» Items contained in a dataset
***
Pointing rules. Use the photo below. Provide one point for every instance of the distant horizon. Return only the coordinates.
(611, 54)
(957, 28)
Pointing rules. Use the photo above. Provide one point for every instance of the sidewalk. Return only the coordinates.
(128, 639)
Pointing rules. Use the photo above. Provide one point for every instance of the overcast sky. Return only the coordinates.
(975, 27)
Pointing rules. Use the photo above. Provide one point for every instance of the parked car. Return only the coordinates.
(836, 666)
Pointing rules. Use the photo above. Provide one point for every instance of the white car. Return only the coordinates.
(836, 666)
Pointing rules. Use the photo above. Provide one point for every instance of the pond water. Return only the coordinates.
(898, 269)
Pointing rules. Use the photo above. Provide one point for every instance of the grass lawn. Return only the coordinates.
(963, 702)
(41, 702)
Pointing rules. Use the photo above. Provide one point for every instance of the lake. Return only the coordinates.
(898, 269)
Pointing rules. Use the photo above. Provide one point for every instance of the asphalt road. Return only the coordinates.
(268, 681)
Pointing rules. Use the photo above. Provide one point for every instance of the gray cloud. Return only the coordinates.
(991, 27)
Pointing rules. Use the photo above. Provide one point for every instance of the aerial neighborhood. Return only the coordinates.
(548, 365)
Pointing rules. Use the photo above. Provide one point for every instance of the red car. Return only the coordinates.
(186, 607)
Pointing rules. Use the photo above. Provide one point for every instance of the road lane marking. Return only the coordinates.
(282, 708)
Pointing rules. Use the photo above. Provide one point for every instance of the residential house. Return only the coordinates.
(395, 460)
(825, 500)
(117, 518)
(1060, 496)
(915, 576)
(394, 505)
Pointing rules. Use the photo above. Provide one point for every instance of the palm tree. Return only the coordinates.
***
» Problem description
Convert every line of the items above into a JSON list of strings, with one string per line and blank lines omitted.

» Output
[
  "Pointing rules. Use the photo below. Provide one point for every instance of the distant horizon. Return only the coordinates.",
  "(611, 54)",
  "(957, 28)",
  "Pointing rules. Use the photo above. Provide one point for every instance of the sidewalk. Return only the coordinates.",
  "(128, 639)",
  "Pointing rules. Use the photo above. Provide one point for every instance of the overcast sky. Return only the coordinates.",
  "(975, 27)",
  "Pointing rules. Use the photo above. Provide one point for every instance of the parked car. Return only the coordinates.",
  "(836, 666)",
  "Pointing rules. Use the photo above. Provide one point for every instance of the white car. Return only the coordinates.",
  "(836, 666)",
  "Pointing rules. Use the photo above. Provide one point for every instance of the pond water. Return only the coordinates.",
  "(898, 269)",
  "Pointing rules. Use the photo above. Provide one point for every instance of the grass lawn. Return only the coordinates.",
  "(963, 702)",
  "(41, 702)",
  "Pointing rules. Use the photo above. Provide one point for every instance of the lake. Return only the coordinates.",
  "(898, 269)",
  "Pointing rules. Use the photo above. Provide one point for every instance of the asphalt road. Return only the coordinates.",
  "(268, 681)",
  "Pointing rules. Use the photo above. Provide one point for every instance of the gray cloud. Return only the coordinates.",
  "(991, 27)",
  "Pointing rules. Use the photo above. Provide one point for every instance of the aerial neighborhood. Return only the coordinates.",
  "(548, 365)",
  "Pointing rules. Use the photo above. Provide one point for every instance of the red car. Return only the coordinates.",
  "(186, 607)",
  "Pointing rules. Use the photo above. Provide one point for every instance of the road lane marking. Return only the coordinates.",
  "(282, 708)",
  "Pointing rules. Use the photo above. Provide one point for every instance of the residential house. Return only the coordinates.",
  "(395, 460)",
  "(825, 500)",
  "(117, 518)",
  "(1060, 496)",
  "(915, 576)",
  "(394, 505)",
  "Pointing rules. Use the photo above. Provide one point for every instance of the palm tree. Return only the coordinates."
]